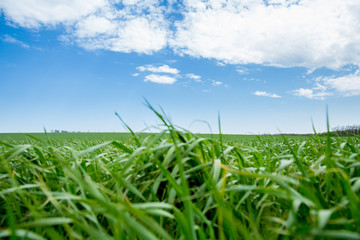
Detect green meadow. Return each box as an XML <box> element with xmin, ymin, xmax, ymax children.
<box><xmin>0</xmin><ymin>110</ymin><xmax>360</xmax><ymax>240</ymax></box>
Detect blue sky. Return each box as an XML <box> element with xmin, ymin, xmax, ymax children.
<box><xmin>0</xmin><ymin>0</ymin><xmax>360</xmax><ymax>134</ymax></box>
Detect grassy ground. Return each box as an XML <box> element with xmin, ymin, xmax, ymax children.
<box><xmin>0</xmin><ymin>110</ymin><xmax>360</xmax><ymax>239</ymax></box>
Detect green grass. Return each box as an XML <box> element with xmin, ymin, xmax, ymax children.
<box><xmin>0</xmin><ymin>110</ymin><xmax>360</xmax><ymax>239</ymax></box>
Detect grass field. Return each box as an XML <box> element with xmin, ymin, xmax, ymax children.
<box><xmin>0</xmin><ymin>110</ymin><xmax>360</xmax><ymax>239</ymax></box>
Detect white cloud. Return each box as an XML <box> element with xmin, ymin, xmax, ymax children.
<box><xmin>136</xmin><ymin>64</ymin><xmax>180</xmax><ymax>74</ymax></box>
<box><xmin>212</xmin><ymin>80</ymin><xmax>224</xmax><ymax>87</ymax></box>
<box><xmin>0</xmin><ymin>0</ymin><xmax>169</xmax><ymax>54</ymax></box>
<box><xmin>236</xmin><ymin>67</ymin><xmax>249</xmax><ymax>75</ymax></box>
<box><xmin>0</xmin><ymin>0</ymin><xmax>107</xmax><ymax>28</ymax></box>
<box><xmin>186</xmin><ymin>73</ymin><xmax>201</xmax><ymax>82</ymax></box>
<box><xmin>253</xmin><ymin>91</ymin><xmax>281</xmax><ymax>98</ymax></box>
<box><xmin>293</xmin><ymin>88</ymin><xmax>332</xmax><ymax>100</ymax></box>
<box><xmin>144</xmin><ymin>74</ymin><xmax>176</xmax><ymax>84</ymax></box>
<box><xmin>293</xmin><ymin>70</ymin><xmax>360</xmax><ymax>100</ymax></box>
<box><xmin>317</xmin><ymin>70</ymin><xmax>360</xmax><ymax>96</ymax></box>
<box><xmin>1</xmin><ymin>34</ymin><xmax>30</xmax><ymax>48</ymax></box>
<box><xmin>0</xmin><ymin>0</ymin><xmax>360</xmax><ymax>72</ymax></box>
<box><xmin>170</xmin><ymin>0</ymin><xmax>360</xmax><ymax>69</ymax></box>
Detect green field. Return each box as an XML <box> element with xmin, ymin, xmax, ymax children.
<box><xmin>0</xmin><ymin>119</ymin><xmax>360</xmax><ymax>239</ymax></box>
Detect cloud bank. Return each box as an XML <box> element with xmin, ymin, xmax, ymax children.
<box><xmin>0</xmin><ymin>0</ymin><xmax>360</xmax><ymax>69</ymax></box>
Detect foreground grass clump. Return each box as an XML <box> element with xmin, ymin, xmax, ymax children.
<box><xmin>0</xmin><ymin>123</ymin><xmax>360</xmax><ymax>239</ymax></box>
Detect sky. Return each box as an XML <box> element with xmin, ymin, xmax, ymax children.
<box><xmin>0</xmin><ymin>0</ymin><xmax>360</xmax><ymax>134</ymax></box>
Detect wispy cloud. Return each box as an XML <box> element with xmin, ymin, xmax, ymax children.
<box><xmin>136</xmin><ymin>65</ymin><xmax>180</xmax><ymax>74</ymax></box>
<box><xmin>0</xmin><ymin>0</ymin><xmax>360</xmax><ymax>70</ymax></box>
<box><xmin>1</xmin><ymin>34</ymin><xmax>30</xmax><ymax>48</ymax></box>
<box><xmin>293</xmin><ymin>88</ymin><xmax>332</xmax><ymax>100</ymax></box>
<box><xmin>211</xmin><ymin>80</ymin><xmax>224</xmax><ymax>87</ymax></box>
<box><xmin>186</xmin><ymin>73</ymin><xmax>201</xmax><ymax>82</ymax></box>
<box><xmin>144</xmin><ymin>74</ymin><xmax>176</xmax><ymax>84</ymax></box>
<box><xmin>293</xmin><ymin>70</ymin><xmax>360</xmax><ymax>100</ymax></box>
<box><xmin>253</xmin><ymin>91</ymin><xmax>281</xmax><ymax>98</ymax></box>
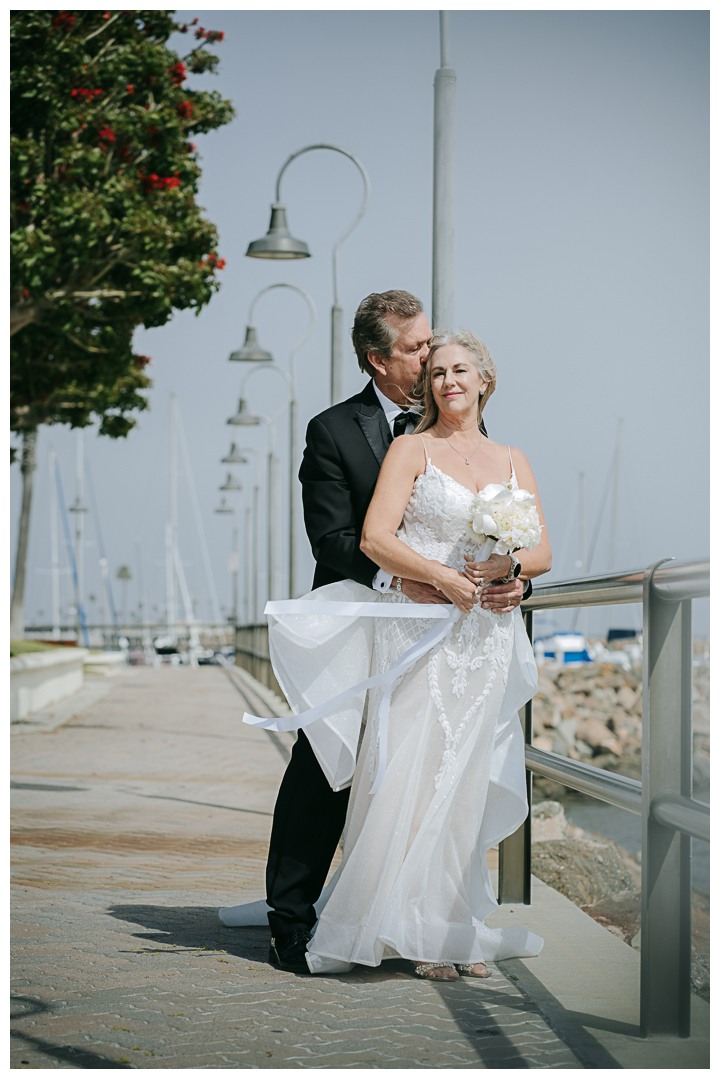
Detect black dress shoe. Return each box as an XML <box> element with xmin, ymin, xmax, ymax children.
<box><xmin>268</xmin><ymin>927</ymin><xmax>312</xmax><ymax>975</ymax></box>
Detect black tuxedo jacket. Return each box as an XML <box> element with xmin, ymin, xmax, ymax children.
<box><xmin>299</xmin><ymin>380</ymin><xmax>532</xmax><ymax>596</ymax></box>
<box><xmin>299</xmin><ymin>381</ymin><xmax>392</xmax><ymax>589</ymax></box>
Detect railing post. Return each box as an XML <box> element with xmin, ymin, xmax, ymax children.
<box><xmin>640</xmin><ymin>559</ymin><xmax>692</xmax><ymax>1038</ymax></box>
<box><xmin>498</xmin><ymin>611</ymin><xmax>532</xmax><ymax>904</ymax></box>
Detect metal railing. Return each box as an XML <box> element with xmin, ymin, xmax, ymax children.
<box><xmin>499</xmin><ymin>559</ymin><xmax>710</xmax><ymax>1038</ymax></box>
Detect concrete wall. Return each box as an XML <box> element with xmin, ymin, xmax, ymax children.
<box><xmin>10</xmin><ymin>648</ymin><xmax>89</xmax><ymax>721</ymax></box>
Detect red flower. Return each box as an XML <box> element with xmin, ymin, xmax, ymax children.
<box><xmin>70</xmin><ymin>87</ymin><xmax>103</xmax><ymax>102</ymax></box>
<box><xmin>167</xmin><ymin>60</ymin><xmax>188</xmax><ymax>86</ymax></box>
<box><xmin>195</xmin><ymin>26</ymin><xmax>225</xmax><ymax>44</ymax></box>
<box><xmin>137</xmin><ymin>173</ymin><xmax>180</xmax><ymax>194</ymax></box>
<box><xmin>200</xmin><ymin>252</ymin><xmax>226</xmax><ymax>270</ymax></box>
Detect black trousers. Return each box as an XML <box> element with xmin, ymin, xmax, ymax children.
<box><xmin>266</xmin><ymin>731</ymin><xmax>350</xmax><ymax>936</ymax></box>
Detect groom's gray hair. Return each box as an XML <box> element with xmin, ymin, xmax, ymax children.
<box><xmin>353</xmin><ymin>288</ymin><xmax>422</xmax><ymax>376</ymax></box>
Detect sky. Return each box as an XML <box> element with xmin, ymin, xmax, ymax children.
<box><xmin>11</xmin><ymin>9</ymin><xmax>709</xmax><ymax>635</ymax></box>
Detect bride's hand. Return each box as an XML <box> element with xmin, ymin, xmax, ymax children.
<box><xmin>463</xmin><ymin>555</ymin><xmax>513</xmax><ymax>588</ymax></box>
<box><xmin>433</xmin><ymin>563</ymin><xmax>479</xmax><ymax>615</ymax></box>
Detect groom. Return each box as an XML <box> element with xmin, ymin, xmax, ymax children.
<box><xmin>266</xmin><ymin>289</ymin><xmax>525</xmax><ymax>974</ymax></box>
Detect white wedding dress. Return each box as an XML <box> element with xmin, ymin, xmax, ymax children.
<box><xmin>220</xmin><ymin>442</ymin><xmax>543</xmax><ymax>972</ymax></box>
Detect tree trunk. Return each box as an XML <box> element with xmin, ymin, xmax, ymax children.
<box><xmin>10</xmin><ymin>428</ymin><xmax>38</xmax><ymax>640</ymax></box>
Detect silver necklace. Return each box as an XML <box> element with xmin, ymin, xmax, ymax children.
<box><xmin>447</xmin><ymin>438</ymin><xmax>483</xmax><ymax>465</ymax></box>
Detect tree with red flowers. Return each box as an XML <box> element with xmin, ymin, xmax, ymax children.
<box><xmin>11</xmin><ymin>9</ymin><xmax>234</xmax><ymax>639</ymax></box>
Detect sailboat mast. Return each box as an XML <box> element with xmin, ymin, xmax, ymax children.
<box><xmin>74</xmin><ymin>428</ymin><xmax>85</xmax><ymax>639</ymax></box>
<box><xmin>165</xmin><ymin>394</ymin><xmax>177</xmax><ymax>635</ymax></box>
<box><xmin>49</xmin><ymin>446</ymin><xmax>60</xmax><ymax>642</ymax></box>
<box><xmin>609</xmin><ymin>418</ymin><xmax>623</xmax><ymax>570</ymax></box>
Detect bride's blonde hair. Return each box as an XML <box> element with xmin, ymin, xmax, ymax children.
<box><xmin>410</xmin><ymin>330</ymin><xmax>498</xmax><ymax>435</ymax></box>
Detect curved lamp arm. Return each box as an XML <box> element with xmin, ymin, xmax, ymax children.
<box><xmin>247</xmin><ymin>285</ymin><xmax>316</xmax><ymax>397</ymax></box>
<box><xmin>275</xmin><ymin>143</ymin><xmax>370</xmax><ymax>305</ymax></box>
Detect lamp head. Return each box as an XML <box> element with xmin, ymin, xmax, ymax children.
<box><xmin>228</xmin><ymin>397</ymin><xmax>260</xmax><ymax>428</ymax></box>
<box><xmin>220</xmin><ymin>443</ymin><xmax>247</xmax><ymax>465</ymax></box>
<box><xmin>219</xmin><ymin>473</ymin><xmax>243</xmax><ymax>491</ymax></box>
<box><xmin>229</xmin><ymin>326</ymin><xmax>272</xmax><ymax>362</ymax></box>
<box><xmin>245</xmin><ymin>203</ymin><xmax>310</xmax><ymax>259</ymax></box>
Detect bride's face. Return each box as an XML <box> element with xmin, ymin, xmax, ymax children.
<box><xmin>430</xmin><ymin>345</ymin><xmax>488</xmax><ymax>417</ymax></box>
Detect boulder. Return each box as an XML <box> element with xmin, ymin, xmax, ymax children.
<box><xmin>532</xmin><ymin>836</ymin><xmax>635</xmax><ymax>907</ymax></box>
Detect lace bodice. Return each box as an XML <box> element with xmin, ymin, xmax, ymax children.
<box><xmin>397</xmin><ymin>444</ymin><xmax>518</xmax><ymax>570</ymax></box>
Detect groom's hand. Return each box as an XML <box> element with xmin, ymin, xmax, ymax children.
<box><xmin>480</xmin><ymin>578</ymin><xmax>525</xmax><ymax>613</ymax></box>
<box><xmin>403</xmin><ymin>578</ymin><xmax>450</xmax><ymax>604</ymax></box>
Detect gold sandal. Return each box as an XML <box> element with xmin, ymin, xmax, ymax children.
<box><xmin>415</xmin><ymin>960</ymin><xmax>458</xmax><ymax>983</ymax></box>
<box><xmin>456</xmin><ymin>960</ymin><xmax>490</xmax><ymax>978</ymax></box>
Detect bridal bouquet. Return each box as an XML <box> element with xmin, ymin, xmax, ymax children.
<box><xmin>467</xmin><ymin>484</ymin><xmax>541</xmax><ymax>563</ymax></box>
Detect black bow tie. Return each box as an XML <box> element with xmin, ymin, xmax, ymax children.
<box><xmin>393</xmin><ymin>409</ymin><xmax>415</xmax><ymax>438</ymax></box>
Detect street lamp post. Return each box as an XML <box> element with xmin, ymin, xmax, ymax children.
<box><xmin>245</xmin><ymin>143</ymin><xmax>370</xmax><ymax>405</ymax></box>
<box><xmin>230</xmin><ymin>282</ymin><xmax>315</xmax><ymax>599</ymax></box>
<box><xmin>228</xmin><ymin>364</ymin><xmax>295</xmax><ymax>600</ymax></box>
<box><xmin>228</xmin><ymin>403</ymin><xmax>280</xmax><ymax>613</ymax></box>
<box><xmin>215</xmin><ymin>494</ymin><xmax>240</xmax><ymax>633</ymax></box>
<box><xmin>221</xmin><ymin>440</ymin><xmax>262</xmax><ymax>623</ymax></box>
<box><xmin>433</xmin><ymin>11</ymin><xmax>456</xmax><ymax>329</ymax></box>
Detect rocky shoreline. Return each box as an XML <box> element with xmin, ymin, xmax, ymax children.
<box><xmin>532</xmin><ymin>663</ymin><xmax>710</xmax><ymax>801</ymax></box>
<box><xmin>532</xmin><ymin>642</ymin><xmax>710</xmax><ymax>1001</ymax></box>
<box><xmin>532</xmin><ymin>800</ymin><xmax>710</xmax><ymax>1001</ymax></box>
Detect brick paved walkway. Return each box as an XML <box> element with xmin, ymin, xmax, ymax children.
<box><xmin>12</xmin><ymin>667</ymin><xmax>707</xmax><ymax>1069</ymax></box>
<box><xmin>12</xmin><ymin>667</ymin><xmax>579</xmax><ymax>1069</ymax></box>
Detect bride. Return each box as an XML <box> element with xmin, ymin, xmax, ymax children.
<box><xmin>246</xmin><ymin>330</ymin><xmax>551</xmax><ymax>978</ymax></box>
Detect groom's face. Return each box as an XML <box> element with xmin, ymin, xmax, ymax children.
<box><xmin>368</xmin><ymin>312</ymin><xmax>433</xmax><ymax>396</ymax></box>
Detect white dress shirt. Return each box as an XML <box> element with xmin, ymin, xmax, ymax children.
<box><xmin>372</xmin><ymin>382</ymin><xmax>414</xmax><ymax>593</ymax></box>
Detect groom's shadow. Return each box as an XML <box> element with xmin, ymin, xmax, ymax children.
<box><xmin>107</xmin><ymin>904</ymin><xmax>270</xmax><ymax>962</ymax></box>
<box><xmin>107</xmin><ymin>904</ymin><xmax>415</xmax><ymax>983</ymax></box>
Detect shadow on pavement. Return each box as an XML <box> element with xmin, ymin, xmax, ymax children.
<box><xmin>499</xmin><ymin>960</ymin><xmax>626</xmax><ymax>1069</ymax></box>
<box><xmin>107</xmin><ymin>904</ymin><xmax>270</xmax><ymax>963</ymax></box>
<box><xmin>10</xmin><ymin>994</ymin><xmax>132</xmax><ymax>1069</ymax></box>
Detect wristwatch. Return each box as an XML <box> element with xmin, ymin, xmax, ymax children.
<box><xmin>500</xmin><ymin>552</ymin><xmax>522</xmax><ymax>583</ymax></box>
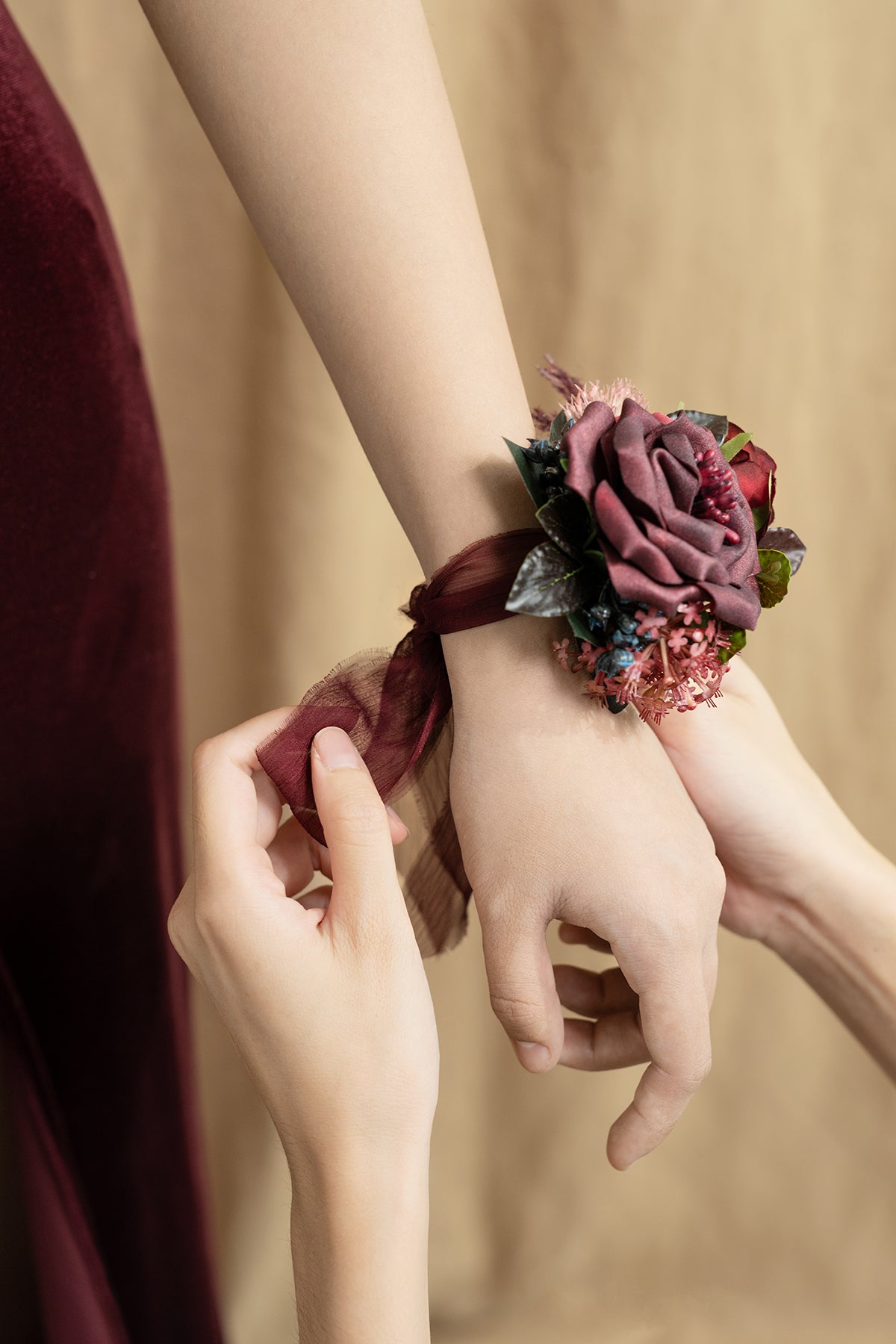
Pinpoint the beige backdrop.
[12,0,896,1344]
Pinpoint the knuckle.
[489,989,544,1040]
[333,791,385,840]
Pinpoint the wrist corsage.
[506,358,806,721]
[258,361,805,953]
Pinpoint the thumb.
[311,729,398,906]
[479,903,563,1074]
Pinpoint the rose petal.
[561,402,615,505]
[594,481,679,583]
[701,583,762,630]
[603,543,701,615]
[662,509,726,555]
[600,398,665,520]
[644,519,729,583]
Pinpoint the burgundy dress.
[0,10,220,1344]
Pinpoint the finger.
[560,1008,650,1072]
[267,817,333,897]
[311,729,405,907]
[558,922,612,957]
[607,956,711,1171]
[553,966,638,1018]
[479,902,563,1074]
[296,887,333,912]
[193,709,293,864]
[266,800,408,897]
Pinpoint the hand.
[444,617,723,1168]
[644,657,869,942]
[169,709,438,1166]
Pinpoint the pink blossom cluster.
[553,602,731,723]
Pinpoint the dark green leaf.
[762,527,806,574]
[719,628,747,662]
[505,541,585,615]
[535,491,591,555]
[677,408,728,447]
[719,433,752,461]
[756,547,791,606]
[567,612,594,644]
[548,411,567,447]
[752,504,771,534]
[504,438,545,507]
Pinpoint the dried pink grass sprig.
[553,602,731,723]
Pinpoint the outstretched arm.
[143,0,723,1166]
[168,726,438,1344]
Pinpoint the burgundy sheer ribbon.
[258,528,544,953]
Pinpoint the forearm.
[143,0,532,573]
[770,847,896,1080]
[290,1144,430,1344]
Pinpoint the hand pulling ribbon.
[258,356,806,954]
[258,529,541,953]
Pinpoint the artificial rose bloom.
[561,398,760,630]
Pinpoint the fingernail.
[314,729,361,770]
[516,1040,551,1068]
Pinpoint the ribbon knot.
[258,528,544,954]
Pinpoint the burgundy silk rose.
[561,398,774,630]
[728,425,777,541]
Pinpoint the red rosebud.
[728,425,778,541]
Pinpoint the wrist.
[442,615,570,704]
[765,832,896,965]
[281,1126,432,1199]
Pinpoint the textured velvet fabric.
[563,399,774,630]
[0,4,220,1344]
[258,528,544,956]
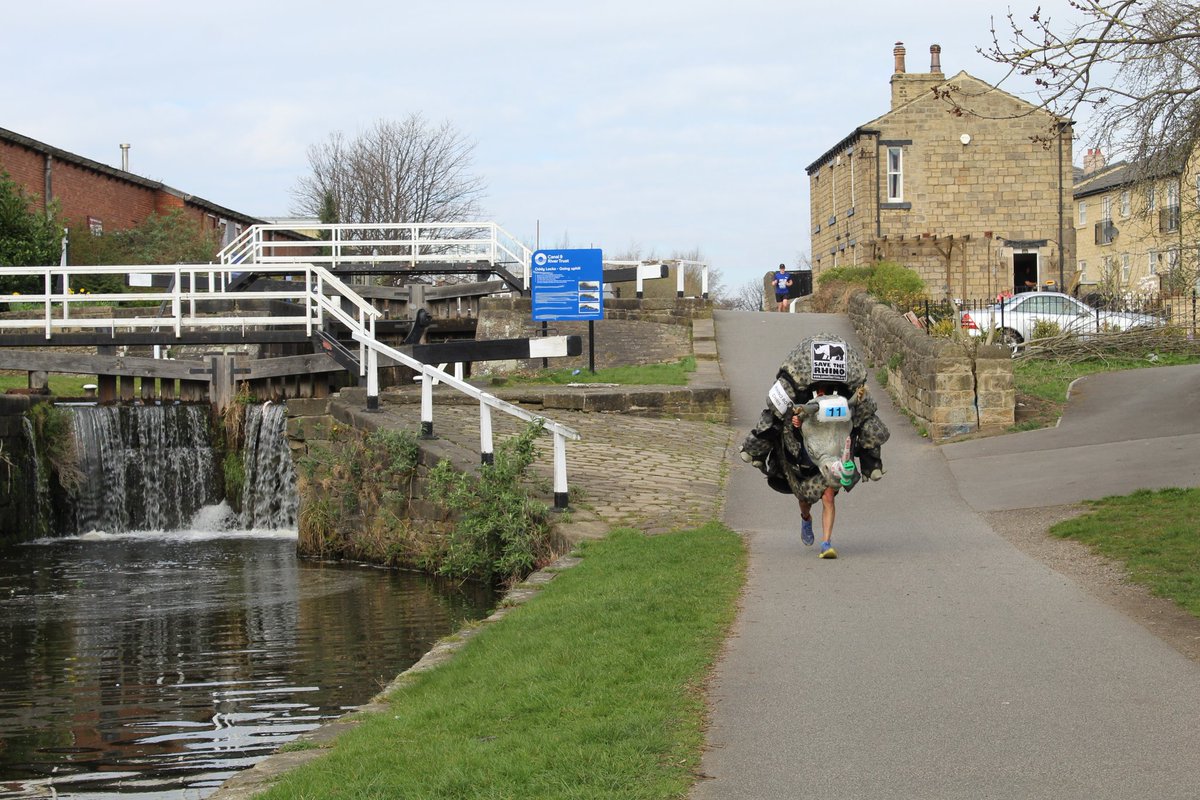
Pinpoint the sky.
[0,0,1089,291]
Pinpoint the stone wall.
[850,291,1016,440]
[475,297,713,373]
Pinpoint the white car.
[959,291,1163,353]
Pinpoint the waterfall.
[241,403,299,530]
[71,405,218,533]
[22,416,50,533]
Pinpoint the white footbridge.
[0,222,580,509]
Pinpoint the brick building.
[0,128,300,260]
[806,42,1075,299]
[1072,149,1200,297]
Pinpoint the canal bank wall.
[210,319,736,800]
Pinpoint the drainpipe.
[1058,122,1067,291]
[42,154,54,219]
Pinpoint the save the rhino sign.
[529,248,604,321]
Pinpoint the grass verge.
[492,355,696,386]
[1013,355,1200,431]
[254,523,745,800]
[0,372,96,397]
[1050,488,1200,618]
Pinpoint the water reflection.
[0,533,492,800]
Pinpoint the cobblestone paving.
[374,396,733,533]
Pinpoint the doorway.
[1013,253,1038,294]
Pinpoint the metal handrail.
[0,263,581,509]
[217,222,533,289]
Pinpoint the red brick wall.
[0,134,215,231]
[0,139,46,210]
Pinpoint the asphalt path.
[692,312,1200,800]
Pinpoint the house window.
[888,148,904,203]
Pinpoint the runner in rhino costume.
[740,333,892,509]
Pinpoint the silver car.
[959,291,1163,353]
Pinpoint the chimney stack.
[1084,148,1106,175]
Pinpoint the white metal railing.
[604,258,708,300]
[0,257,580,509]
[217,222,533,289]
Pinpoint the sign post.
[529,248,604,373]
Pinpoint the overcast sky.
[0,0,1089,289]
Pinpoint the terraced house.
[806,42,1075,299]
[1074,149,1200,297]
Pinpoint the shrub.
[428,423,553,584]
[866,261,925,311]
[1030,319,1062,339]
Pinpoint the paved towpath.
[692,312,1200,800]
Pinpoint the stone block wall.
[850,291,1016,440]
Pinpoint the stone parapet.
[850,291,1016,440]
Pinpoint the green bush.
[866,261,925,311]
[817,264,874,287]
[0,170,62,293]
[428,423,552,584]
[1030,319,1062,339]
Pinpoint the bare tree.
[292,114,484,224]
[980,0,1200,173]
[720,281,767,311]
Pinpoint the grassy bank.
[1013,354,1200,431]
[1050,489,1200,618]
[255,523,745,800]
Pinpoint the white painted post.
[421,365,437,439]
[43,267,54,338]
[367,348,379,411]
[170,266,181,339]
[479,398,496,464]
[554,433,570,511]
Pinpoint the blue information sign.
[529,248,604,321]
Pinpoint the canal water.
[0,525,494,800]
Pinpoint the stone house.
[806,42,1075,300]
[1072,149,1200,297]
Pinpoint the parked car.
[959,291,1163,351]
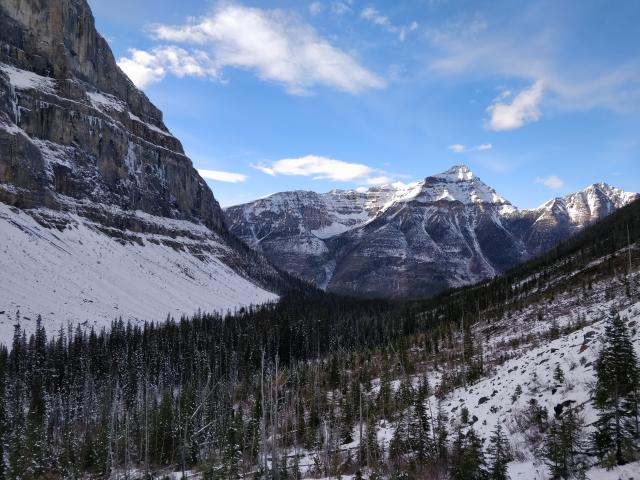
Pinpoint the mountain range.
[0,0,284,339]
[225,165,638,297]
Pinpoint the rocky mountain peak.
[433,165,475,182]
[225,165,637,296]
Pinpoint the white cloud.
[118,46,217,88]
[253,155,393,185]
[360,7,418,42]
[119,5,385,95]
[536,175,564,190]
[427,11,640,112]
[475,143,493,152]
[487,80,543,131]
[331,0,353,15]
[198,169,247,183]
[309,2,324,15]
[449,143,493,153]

__SHORT PROBLEM__:
Put the records from the line containing "Detect groom's shadow." to the line containing "[0,10,220,1344]", both included, into a numbered list, dropping any blank lines. Leave the pictures out of the list.

__RESPONSE BELOW__:
1. Detect groom's shadow. Return each box as an XML <box> element with xmin, ymin, xmax, ymax children.
2. <box><xmin>107</xmin><ymin>904</ymin><xmax>270</xmax><ymax>962</ymax></box>
3. <box><xmin>107</xmin><ymin>904</ymin><xmax>415</xmax><ymax>983</ymax></box>
4. Detect shadow on pavement. Return each box as an XML <box> element with xmin, ymin, xmax, ymax children.
5. <box><xmin>499</xmin><ymin>960</ymin><xmax>626</xmax><ymax>1069</ymax></box>
6. <box><xmin>107</xmin><ymin>904</ymin><xmax>270</xmax><ymax>963</ymax></box>
7. <box><xmin>10</xmin><ymin>994</ymin><xmax>132</xmax><ymax>1069</ymax></box>
8. Detect wristwatch. Return each box as an XML <box> element with xmin, ymin, xmax, ymax children.
9. <box><xmin>500</xmin><ymin>552</ymin><xmax>522</xmax><ymax>583</ymax></box>
10. Pinpoint the beige backdrop.
11. [12,0,896,1344]
12. Pinpoint the knuckle.
13. [489,989,544,1040]
14. [333,791,385,840]
15. Pinpoint the wrist corsage.
16. [506,358,806,721]
17. [258,361,805,953]
18. Pinpoint the thumb.
19. [311,729,398,906]
20. [479,903,563,1074]
21. Pinpoint the rose petal.
22. [561,402,615,505]
23. [594,481,679,583]
24. [701,583,762,630]
25. [603,543,701,615]
26. [662,509,726,555]
27. [600,398,665,520]
28. [644,519,729,583]
29. Pinpoint the burgundy dress.
30. [0,10,220,1344]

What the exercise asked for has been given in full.